Selected text
○ ○ ○
The news that up to 750,000 public sector workers have agreed to commence strike action on 30 June 2011 is no surprise to many. The fifth largest trade union, the Public and Commercial Services Union has announced that 290,000 of its members intend to strike, which will affect a wide range of services. The National Union of Teachers and the Association of Teachers and Lecturers has also voted for strike action to protect teachers’ pensions. The strike action will purposely coincide with the other public sector strikes due to take place on 30 June 2011.

And industrial action will continue to loom large, beyond the end of this month. With unions threatening industrial action in response to public sector employers' plans to change employment contracts, restructure or outsource, employers need to be aware of their rights and options in relation to strike action: both in relation to prevention, where possible (via an interim injunction) and management of the situation, when a strike goes ahead. 

In this article we consider…

For further information please see also our September 2010 article, Are you ready for action?

What is ‘industrial action’?

There is no statutory definition of industrial action, but, as a general guide, any concerted action which is taken in order to put pressure on an employer is capable of being industrial action.  The term covers the refusal by a group of employees to do anything (whether or not in breach of contract) as a bargaining weapon.  Like the proverbial elephant, it is a case of Courts ‘knowing it when they see it’.
○ ○ ○
Provided material
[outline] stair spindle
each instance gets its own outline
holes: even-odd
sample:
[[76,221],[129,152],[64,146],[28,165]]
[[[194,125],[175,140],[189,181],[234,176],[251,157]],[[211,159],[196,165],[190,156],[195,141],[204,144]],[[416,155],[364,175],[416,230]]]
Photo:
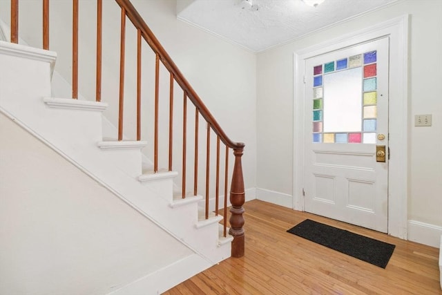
○ ○ ○
Goal
Name each trade union mentioned in the article on public sector strike action.

Written response
Public and Commercial Services Union
National Union of Teachers
Association of Teachers and Lecturers